── Text provided
Marcy, a volunteer, wheels a cart between two cars as a woman steps out from the driver’s side door. “Please stay in your car, Ma’am,” she says. “You want these in the trunk?” It’s a routine exchange. Before the pandemic, clients would enter the building to collect their goods; but now it’s all pick up and go. The narrow street wasn’t designed for this kind of traffic, and it’s safer if people remain in their vehicles. After she finishes loading, Marcy places two backpacks atop the bundles. “What grade you going into?” A boy and girl look back with round shy eyes through the open hatchback door. “First and third,” their mom calls from the driver’s seat. She drives off, and another car takes her place at the front of the line.
Across town is another of Quincy’s four food pantries, the Southwest Community Food Center. Part of the integrated service provider QCAP (Quincy Community Action Programs), it shares a beige brick building with a smoke shop. There’s a bus stop directly outside and lots of people passing by. A young woman stops to take a package of diapers from a small shelf outside the door. A middle-aged man steps into the cramped foyer to take a box of muffins from a table loaded with surplus baked goods.
“Whatever is going on in the country, it’s reflected in the food pantry.”Melinda Alexander, Director of Southwest Community Food Center
The center is directed by Melinda Alexander, a thin woman in her early sixties with dark eyes behind large-frame glasses. Her agency, too, has felt the strain of economic troubles. According to Alexander, the pantry has distributed 25% more food this year than last. “Whatever is going on in the country, it’s reflected in the food pantry,” she says. With soaring grocery costs, people cannot get as far with their limited incomes or SNAP supplement as before, and so they turn to the Southwest Food Center.
The rapidly rising cost of living has exacerbated what Alexander calls “the cliff effect.” “So we bring in somebody,” she says. “We shore them up, they find a job, they’re making good money. OK, but it puts them outside of eligibility for any program. … They were on fuel assistance. They were on SNAP, they got a daycare voucher. Now, when they’re doing really well, they lose it. There’s no support after that.
────
* [Task instructions]:
• 1. According to the food pantry text, how much more food has the Southwest Community Food Center distributed this year than last?
• 2. Retype the section of the food pantry text that opens with the words containing "Marcy, a volunteer, wheels" and closes with "of the line.".
• 3. List the forms of assistance that the food pantry text says a person in Alexander's "cliff effect" example had been receiving.
Rely only on the food pantry text above.
── Data excerpts
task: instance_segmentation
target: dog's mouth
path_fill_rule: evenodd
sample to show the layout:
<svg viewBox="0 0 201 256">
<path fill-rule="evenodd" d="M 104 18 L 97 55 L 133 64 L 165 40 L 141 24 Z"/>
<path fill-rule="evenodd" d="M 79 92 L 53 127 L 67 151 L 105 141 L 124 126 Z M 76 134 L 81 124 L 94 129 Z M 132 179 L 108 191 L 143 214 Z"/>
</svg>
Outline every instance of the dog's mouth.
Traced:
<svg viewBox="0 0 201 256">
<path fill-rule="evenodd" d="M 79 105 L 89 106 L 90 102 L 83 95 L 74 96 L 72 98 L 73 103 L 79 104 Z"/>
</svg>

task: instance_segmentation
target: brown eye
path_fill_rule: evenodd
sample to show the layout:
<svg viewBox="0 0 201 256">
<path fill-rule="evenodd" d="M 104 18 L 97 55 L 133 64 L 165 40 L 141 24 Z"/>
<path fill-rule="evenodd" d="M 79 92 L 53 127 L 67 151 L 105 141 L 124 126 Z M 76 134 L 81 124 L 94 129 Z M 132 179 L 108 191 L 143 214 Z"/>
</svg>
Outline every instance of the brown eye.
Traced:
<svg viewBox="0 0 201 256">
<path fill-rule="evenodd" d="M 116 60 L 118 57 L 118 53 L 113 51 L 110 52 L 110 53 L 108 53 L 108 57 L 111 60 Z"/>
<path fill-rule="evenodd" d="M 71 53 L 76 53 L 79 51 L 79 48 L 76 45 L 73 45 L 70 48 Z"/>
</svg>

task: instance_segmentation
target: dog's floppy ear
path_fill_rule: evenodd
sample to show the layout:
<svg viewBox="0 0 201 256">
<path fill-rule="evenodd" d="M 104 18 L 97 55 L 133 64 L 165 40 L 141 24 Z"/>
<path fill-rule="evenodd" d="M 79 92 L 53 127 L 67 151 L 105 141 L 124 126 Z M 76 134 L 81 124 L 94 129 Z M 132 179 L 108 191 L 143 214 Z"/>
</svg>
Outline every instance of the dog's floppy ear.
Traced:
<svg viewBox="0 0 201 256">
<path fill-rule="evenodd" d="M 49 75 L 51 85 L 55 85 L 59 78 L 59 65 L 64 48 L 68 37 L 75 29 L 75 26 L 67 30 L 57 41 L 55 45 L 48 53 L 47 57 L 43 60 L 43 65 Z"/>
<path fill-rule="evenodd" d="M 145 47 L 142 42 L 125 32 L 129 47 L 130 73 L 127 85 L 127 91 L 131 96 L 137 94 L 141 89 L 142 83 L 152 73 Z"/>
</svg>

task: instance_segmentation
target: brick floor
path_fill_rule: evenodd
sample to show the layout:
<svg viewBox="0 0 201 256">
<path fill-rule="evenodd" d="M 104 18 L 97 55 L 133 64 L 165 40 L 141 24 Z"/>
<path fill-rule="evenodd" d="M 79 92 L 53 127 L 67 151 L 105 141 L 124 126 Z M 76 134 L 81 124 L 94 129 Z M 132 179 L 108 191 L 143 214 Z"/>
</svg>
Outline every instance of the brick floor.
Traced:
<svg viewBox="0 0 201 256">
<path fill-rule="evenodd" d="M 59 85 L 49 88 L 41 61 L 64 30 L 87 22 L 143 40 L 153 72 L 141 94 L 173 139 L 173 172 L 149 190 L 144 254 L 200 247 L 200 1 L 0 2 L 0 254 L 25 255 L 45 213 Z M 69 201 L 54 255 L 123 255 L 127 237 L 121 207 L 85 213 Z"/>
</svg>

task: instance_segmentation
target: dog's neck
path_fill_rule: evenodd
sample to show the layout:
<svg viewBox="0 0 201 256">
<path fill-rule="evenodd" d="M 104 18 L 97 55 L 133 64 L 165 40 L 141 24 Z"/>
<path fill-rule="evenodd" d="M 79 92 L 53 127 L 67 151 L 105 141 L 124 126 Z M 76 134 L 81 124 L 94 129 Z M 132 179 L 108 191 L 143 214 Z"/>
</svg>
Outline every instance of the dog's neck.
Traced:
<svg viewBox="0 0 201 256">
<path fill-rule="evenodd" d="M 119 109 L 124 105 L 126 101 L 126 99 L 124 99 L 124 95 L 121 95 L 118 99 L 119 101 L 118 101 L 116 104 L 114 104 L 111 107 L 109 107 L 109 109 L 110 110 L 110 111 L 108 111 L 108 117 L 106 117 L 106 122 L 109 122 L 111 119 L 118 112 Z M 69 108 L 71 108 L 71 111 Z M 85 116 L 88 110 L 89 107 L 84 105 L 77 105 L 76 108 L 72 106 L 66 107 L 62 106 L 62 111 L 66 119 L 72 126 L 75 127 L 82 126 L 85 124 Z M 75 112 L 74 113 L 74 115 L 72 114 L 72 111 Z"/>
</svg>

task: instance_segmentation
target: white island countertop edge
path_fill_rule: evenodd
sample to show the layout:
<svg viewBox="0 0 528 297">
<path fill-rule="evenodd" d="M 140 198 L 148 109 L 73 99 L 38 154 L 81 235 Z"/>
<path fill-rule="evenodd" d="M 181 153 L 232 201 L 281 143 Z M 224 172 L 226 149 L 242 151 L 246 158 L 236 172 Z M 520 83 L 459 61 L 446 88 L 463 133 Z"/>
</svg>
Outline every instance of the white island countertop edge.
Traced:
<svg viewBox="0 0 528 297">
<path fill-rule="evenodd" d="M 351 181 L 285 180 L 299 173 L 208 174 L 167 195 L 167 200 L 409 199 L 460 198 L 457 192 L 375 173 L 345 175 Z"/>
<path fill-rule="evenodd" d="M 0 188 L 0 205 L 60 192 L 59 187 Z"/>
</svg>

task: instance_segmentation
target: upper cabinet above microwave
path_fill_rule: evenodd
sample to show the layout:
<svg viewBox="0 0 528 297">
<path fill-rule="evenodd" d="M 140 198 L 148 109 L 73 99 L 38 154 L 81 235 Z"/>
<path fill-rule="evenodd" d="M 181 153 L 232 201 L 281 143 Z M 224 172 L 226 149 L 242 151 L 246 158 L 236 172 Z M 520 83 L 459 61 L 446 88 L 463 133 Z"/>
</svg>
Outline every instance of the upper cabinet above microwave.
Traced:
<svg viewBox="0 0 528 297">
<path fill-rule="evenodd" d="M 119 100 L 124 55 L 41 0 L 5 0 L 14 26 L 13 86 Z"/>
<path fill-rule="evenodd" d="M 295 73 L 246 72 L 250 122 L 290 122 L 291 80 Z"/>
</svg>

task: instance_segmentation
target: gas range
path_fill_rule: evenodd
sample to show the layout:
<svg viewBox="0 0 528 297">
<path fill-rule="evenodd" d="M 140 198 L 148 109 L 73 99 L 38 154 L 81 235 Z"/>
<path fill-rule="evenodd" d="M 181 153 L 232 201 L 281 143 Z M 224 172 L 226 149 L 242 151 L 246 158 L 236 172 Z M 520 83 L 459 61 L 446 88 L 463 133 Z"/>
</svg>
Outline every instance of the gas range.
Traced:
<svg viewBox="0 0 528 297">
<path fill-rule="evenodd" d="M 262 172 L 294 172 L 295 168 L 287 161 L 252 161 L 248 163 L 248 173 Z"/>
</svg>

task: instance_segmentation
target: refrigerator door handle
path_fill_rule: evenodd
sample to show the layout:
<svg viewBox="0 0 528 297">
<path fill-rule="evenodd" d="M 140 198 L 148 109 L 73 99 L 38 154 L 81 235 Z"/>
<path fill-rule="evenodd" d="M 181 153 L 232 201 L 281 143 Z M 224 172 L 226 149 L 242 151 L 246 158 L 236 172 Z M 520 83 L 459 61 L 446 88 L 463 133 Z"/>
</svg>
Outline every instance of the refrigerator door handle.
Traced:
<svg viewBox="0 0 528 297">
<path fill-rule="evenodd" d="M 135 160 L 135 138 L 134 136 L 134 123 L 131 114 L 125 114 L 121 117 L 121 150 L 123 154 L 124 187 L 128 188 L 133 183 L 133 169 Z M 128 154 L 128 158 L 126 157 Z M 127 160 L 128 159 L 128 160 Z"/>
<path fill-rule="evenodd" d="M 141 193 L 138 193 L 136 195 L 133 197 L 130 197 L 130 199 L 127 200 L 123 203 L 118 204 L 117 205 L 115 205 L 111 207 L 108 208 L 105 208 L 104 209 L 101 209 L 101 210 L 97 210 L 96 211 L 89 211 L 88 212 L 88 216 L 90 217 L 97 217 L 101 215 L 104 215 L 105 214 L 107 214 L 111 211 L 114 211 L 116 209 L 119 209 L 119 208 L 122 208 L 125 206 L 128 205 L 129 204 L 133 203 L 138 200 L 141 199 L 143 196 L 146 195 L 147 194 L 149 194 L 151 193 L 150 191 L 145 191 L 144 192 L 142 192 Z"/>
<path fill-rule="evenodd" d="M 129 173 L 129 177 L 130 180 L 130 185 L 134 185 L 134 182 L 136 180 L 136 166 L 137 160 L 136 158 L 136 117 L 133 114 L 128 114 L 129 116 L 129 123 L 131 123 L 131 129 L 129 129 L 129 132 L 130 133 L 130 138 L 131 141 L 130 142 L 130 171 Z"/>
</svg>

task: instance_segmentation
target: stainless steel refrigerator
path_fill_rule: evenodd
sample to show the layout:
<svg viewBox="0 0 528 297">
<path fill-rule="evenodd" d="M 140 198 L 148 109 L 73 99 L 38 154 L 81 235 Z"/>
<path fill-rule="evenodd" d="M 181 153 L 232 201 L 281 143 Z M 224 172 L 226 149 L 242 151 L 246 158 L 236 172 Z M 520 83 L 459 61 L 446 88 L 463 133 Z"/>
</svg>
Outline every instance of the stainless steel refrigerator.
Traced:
────
* [Task-by-task answers]:
• 1. 25% more food than last year.

• 2.
Marcy, a volunteer, wheels a cart between two cars as a woman steps out from the driver’s side door. “Please stay in your car, Ma’am,” she says. “You want these in the trunk?” It’s a routine exchange. Before the pandemic, clients would enter the building to collect their goods; but now it’s all pick up and go. The narrow street wasn’t designed for this kind of traffic, and it’s safer if people remain in their vehicles. After she finishes loading, Marcy places two backpacks atop the bundles. “What grade you going into?” A boy and girl look back with round shy eyes through the open hatchback door. “First and third,” their mom calls from the driver’s seat. She drives off, and another car takes her place at the front of the line.

• 3. Fuel assistance, SNAP, a daycare voucher